■ Set exercise ■
Rewrite the data from the line with "Reviewer note: confirm that every instance of the brown" to the line with "<point>1240,729</point>", replacing "keypoint" with "marker" and keeping everything else unchanged.

(Extracted data entries)
○ ○ ○

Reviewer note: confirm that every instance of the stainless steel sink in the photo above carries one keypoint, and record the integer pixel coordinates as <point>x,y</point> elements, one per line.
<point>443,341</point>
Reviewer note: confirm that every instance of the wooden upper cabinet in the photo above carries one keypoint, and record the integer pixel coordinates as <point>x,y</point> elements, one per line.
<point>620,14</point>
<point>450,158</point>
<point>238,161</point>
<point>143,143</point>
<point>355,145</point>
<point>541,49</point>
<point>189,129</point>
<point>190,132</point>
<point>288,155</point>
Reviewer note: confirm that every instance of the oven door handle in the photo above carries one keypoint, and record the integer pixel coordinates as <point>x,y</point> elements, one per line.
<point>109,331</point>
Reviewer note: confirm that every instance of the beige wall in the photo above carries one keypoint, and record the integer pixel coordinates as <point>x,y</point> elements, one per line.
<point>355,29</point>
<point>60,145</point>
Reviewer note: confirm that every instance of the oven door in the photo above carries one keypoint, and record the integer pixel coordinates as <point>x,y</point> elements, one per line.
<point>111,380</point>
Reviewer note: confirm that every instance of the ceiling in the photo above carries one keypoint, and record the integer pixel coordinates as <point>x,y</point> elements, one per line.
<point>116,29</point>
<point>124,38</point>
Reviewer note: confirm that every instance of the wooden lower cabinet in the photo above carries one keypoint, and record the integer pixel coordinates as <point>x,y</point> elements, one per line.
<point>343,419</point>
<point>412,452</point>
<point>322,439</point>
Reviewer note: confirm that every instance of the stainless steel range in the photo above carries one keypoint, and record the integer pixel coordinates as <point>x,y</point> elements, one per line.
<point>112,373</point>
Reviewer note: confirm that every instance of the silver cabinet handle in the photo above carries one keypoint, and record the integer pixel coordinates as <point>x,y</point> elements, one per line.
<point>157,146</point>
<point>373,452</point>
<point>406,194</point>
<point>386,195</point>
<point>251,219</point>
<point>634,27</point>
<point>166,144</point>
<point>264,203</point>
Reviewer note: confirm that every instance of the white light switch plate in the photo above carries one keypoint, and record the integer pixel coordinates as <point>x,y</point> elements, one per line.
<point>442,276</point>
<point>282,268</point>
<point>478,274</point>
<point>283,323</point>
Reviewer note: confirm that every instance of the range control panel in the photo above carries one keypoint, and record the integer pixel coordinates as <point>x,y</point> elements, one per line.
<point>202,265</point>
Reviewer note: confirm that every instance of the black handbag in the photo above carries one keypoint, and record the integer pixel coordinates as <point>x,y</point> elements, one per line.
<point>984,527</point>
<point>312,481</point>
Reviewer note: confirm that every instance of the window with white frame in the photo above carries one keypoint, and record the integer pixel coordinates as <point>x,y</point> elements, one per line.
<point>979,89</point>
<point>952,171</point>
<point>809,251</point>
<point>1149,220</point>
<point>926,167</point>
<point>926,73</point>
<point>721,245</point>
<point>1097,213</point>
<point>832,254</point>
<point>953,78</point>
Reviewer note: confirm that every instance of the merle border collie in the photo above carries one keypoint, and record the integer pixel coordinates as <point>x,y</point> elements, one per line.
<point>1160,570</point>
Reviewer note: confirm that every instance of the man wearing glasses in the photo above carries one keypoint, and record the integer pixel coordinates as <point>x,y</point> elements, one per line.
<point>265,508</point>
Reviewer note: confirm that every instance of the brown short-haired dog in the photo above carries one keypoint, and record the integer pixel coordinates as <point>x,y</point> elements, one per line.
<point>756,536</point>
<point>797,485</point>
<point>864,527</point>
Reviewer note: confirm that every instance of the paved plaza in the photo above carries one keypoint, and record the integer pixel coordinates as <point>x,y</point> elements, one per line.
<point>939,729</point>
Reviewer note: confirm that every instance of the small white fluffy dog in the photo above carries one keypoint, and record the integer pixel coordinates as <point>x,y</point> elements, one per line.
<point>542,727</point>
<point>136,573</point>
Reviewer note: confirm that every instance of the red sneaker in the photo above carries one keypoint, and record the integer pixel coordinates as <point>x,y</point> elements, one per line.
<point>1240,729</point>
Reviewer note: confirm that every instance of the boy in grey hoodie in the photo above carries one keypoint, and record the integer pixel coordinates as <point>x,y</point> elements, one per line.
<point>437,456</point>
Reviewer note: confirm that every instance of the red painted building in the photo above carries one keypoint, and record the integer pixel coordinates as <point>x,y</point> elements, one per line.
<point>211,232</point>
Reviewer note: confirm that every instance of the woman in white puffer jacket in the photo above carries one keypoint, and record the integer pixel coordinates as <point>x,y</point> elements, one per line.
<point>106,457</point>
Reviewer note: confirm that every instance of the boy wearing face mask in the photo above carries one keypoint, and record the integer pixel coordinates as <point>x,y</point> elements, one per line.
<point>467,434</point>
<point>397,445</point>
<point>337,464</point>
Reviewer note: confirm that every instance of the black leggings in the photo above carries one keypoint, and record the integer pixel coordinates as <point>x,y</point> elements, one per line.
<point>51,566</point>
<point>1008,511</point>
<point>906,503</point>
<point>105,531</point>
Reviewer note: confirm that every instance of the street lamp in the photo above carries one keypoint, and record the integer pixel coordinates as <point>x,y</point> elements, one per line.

○ ○ ○

■ Solved problem ■
Reviewer note: confirm that every instance of the brown short-haired dog in the photo above carries one marker, and record the integer pixel coordinates as <point>x,y</point> elements, one per line.
<point>756,536</point>
<point>797,485</point>
<point>864,527</point>
Reviewer note: confirm that every instance of the paved plaza in the photo above carries one marker, and record the integer pixel coordinates as <point>x,y</point> elements, one per line.
<point>939,729</point>
Reviewer note: confirm that every instance of the small white fluffy dog in the photo above carries one marker, and record the integer pixel coordinates as <point>x,y</point> elements, one per line.
<point>542,727</point>
<point>136,573</point>
Reviewer note: confirm that every instance of the red sneaker in the photo above carries one marker, and record the integer pixel coordinates as <point>x,y</point> elements, one per line.
<point>1240,729</point>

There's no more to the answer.